Give every line of the records exactly, please, from the first up to and including the one containing "Return one point per instance of the pine".
----
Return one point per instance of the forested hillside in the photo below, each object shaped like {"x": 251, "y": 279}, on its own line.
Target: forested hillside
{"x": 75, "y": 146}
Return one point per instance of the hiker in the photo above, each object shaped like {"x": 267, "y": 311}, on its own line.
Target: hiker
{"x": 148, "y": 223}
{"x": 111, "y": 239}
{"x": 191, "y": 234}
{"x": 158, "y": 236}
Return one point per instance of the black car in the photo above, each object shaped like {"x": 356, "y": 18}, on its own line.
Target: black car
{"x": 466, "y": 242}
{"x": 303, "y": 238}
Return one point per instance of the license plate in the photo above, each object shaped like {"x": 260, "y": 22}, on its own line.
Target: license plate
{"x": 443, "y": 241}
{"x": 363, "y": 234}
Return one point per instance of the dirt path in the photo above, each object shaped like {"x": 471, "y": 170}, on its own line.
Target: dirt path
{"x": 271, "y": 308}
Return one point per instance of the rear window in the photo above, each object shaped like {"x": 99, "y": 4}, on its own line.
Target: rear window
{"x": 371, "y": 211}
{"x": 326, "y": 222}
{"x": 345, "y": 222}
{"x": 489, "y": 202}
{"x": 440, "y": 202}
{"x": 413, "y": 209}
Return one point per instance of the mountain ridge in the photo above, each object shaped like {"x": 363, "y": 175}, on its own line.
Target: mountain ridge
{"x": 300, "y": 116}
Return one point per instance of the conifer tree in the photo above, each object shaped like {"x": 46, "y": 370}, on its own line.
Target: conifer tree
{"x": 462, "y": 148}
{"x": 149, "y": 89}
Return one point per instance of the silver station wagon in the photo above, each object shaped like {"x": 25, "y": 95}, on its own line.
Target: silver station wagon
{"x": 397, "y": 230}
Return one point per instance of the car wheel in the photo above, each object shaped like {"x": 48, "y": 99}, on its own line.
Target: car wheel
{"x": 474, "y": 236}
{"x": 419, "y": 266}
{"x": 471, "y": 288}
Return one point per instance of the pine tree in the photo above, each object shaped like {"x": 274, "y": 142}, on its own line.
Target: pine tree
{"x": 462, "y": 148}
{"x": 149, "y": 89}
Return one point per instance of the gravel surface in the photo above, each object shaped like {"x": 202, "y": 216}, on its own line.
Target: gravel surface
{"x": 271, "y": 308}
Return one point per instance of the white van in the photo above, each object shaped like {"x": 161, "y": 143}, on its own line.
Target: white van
----
• YOUR RESPONSE:
Return one point per instance of the forested hillside in the photo below, each object shaped like {"x": 251, "y": 279}, on its own line.
Target: forested hillside
{"x": 75, "y": 146}
Return one point per instance of the hiker in the photo above, each object shaped like {"x": 267, "y": 311}, on its own line.
Target: hiker
{"x": 148, "y": 223}
{"x": 111, "y": 239}
{"x": 191, "y": 234}
{"x": 158, "y": 236}
Return one point per instance of the black car in the photo above, each object shaped like {"x": 356, "y": 18}, on its own line.
Target: black car
{"x": 466, "y": 242}
{"x": 303, "y": 238}
Return one point per instance of the license plate in the photo above, each object shaped like {"x": 260, "y": 22}, on its own line.
Target: license plate
{"x": 443, "y": 241}
{"x": 363, "y": 234}
Return one point per instance of the dirt path in the photo above, each object shaped like {"x": 471, "y": 170}, on its own line.
Target: dirt path
{"x": 271, "y": 308}
Return one point per instance of the rear window in the photo above, each object shaped like {"x": 99, "y": 4}, on its own line.
Target: rear window
{"x": 371, "y": 211}
{"x": 326, "y": 222}
{"x": 345, "y": 222}
{"x": 489, "y": 202}
{"x": 440, "y": 202}
{"x": 413, "y": 209}
Return one point per instance of the mountain ridge in the photo above, each object shaped like {"x": 363, "y": 175}, on its own line.
Target: mountain ridge
{"x": 300, "y": 116}
Return one point per instance of the conifer tree in the photo above, each object shaped like {"x": 46, "y": 370}, on its own line.
Target: conifer tree
{"x": 462, "y": 148}
{"x": 149, "y": 89}
Return one point per instance of the silver station wagon in the photo above, each object shaped like {"x": 25, "y": 95}, on its own line.
Target: silver station wagon
{"x": 397, "y": 230}
Return one point per instance of the car wheel in the photo above, each object shaped like {"x": 48, "y": 99}, on its own line.
Target: car wheel
{"x": 474, "y": 236}
{"x": 419, "y": 266}
{"x": 471, "y": 288}
Return one point per instance of the pine tree in the photo above, each object shaped like {"x": 274, "y": 142}, on its own line.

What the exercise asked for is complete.